Image-grounded pointing data
◇ ◇ ◇ ◇ ◇ ◇ ◇
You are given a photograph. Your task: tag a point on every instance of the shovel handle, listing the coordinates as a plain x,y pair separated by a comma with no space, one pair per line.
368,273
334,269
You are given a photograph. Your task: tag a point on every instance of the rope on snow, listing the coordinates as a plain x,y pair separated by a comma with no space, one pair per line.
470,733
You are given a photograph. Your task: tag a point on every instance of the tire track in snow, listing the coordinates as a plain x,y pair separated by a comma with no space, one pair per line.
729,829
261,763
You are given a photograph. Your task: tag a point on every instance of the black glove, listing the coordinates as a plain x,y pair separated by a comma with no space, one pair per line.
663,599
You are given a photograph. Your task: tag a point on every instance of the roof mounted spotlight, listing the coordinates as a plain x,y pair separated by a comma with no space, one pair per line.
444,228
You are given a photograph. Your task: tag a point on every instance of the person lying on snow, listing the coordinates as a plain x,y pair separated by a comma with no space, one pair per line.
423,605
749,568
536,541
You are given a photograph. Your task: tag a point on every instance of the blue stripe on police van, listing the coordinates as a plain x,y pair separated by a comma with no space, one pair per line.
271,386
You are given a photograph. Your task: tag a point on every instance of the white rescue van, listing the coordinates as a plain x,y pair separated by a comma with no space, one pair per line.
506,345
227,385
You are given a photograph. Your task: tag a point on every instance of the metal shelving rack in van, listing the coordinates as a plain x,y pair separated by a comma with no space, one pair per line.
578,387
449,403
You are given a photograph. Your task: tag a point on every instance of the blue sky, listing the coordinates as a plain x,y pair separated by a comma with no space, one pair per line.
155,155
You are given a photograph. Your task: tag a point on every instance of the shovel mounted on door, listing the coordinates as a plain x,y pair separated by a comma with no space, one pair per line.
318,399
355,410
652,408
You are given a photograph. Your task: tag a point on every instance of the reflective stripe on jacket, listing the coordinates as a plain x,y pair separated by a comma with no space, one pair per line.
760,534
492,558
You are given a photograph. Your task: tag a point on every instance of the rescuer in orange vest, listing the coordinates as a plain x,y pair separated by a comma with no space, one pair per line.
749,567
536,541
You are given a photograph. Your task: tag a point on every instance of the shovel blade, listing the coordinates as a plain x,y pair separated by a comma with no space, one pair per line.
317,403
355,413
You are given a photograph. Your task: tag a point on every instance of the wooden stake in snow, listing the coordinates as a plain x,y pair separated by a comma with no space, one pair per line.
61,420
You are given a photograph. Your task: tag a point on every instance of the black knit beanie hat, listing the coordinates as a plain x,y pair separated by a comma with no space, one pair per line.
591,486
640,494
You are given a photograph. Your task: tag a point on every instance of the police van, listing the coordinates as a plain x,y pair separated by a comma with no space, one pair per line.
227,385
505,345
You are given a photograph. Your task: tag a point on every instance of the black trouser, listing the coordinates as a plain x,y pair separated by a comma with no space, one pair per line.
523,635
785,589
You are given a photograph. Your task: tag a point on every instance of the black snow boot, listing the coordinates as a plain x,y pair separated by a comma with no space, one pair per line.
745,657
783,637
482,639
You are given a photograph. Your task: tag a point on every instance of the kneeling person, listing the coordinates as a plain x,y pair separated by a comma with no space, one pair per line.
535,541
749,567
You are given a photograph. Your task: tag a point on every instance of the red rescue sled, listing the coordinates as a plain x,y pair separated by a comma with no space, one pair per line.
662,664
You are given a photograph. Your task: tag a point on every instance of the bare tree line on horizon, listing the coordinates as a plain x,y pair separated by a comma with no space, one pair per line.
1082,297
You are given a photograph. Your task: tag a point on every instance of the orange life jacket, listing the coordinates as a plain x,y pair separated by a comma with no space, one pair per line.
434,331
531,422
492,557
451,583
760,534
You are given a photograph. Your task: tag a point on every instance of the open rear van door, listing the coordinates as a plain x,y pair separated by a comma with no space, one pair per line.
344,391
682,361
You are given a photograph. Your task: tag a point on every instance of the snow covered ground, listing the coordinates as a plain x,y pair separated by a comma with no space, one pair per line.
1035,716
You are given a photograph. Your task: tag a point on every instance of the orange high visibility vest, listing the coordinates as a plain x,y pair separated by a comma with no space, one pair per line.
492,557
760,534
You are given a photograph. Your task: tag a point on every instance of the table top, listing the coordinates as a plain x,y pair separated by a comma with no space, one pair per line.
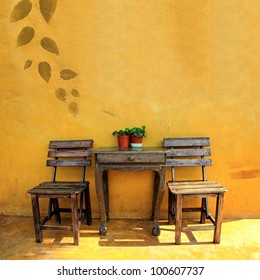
116,150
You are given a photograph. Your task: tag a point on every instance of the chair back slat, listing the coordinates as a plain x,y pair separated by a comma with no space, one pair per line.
186,142
68,163
188,152
70,144
188,162
69,153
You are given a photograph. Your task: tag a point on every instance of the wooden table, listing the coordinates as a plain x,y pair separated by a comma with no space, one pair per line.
129,160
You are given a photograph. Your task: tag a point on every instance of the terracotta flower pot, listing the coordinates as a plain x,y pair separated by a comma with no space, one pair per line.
136,141
123,141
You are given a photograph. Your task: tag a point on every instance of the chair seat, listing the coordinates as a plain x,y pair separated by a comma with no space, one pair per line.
61,188
196,187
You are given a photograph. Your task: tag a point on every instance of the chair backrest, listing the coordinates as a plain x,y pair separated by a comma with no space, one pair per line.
69,153
188,152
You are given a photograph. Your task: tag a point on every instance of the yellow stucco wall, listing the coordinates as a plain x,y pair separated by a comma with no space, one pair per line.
182,68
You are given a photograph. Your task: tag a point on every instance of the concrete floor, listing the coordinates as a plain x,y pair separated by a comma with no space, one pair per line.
128,240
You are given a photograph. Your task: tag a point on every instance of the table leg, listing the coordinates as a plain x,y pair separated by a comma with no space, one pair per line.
159,197
101,198
106,192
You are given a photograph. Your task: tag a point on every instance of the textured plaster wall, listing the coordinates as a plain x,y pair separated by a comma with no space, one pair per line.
182,68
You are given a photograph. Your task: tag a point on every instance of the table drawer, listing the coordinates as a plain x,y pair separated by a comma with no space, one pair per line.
130,158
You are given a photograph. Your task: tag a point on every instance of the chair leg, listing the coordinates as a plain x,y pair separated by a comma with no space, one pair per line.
36,218
178,223
204,210
88,206
218,218
75,219
171,208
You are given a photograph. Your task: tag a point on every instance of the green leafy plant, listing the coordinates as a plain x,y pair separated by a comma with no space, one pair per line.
122,132
139,131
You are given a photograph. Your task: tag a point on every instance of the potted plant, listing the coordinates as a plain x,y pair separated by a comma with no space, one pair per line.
136,136
122,137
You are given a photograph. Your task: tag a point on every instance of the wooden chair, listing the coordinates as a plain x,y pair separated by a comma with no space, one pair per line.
192,152
66,153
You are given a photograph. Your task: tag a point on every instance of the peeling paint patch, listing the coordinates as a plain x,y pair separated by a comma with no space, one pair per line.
245,174
109,113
◇ ◇ ◇ ◇ ◇ ◇ ◇
DIRECTIONS
Leaving the images out, print the records above exactly.

EXPECTED ANSWER
You are given a photograph. Your task: tag a point on every instance of the shovel handle, listing the coordinates as a plain x,y pair separated by a comma with no space, one pair per line.
368,273
334,269
You are given a photograph. Your task: tag a point on every instance of the rope on snow, listing the coordinates as a plain x,y pair separated by a comma with no space, one pair per line.
470,733
You are given a photograph. Your task: tag a point on every instance of the tire track in snow, listing the coordinates as a plain x,y pair separated by a comma with no space, one pair per line.
729,829
261,763
You are given a photograph. Your task: tag a point on every instance of the black glove, listing the coordinates as a plain x,y pair separated by a comma with no space, one pair per line.
663,599
You are given a photograph. Your task: tag a point on every instance of the roof mounted spotlight, listing the coordinates as a plain x,y pair separated by a comma with no space, one pair per line.
444,228
You are given a photograph. Your task: tag a point on every instance of the person lying on snow, listing the coordinates as a plain x,y pair separated by a comma with no space, one pair per line.
423,605
749,568
536,541
You are given a photograph. Your task: tag a point on every instance of the blue stripe on police van, listing the coordinates as a plain x,y pair separated by a comma with no space, one pair per line.
271,386
You are given a photograph. Your task: tag a point on every instance of the white rescue van, listing the coordinates as a plain x,y pair separated by a comma with no space, one pair per line.
506,345
227,385
You are given a photograph. Your task: tag a point on every instance of the metal shelving rack in van, listing the coordinates as a plain x,y pair separated by a comma with no space, one pair per line.
578,387
449,403
You are given a photograph. Your task: tag a point on every instance of the blue sky, listing the coordinates as a plain x,y pair separated by a comma with no space, one pair per line.
155,155
You are given a photograph. Your task: tag a point on every instance of the shovel mounted on door, listing the coordinates as a plain x,y pair separated by a comma with no space, one pair per line.
318,399
355,410
652,408
You are given a photograph. Your task: tag a point on every instance of the reflective stripe on jacket, listing the coordinates as a plain x,y pair separated by a comma with no space, one pair per line.
760,534
492,558
You are given a photograph. Your task: tag a point on every instance of the rescuer in orange vest, listing the coordinates as a plain x,y pair separated by a comma with no space, one pair per line.
749,567
536,541
You are given a photograph. Your task: tag a point on every instance of the shovel blade, listing the coordinates as a plain x,y pair separated by a comma with no space, one pair per line.
317,403
355,413
You are given a photograph. Your task: tag a point on every instance of the wooden stake in snow, listing the coordinates as a plain x,y pair separated by a comma with no space, one pair per line.
61,420
You are given a photograph. Your task: tag a point on every instance of the black knit beanie hat, listing the coordinates as a plain x,y pair separated by a comma with no space, one pair per line.
591,486
640,494
You are given a photograph. Your task: tag a point on every instance of the police van, listing the coordinates as a plain x,y pair separated by a comma with no space, one pair per line.
227,385
505,345
You are given a photograph. Your task: tag a point on every instance of the black trouser, listing the coordinates as a plain x,y pair separated by a comma with no space, one pair per line.
523,635
785,589
You are given a photograph. Your task: tag a point on every instance of the black snow boot, listing the coordinates as a plain x,y pair separated by a comma with no space, one pair per line.
745,657
783,637
482,639
You are given a photograph. Your task: tag a point on every instance of the kneeling person, listing the coordinates as a plain x,y pair separated by a comma with no space, one pair per line.
535,541
749,567
You are given a photograph. Your task: tag a point on every instance of the red rescue sled, listing the coordinates as a plain x,y pair separated by a comma with no space, one pair per line.
662,664
You are given a photograph. Your task: tag a point on every instance of the bare tree line on horizon, listing the coordinates as a plain x,y pair separated by a comma with no space, one pair per line.
1082,297
You are given a photograph. Your task: tag a point on every instance of the orange life jacket, listing the coordinates as a plain x,y pair separated by a comma with no space, one pair per line.
434,331
531,422
492,557
451,583
760,534
You are given a photograph. Your task: tag a point on every instance of the open rear van door, listing the coordinates as a plain x,y pair separated by a comma with no space, one pair per line.
344,391
682,361
You are given a photograph. Your task: tag a point on every instance of the snow covered ground, listing the coordinates as a plain x,y pair separated by a comma with no space, one pair per line.
1035,716
You are given a photograph. Your task: tag a point on every instance of the orange high visibility vest, listing the coordinates as a plain x,y pair separated by a comma with no space, one pair per line.
492,557
760,534
You are given a photograph. Your task: tag a point on every instance of the table top, listing the coordinates as a plain x,y pair separated by a comma with no space, one pair per line.
116,150
You are given a photograph. Your task: tag a point on every instance of the chair back slat, listing the coordinates as a plain x,y pair separated by a comma with no space, one pair per line.
186,142
68,163
188,152
70,144
188,162
69,153
You are given a photograph. Your task: tag a point on every instance of the wooden table, listing the coordinates as a plain x,y pair separated by a comma with no space, one pair per line.
129,160
You are given a photograph. Your task: tag a point on every instance of the terracotta flower pot, listing the coordinates as a plain x,y pair separated by a comma with no space, one pair per line.
136,141
123,141
You are given a photograph. Your task: tag a point on every instance of the chair seat, listing the coordinates as a plain x,y pair separated by a comma with no space, one pair per line.
61,188
196,187
You are given a photograph. Your task: tag a point on every instance of the chair backrest, listing the coordinates as a plain x,y pair separated by a comma with no space, one pair per line.
69,153
188,152
You are given a photograph. Your task: tag a point on every instance of the yellow stucco wall, listing the coordinates as a plain x,y pair separated by a comma with no space, one pair per line.
182,68
You are given a photograph. Your task: tag a point on every instance of the concrete floor, listing the coordinates as a plain x,y pair separated by a comma with no space, one pair per line.
128,240
You are given a photograph. Your task: tag a point on every instance of the table leg, listing the coordinates as a plain x,y pair separated by a comma with no space, one pair per line.
159,197
101,198
106,192
You are given a photograph. Your task: tag a point on every instance of the textured plaster wall, listing the coordinates as a plain x,y pair separated by a comma with no space, one pair per line.
182,68
You are given a photograph. Your task: tag a point on every instance of the table drawer, listing the coordinates as a plain x,y pair separated by a comma with no space, one pair per line.
130,158
You are given a photograph. Your task: tag a point on every instance of the chair leg, listing the coordinates as a plain x,y pair separated by a comma with no space, one pair per line.
36,218
178,223
204,210
88,206
218,218
75,219
171,208
You are given a photograph. Your task: tag a point on every instance of the green leafy plant, listing the coordinates as a plain x,y pair separated by a comma with no space, one pair per line.
122,132
139,131
You are given a photograph. Your task: tag a point on every instance of the potted plant, listing the coordinates as a plain x,y pair separated by a comma with no space, one pair per line.
136,136
122,137
You are given a photograph. Your task: tag a point on every instance of the wooden chair, listing the coordinates as a plain x,y pair separated by a comma with no space, one pair per line.
192,152
66,153
You are given a photograph. Your task: tag a point on every instance of the peeling paint patch, listing the coordinates as a plain x,y pair separated by a comma with no space, one pair per line.
245,174
109,113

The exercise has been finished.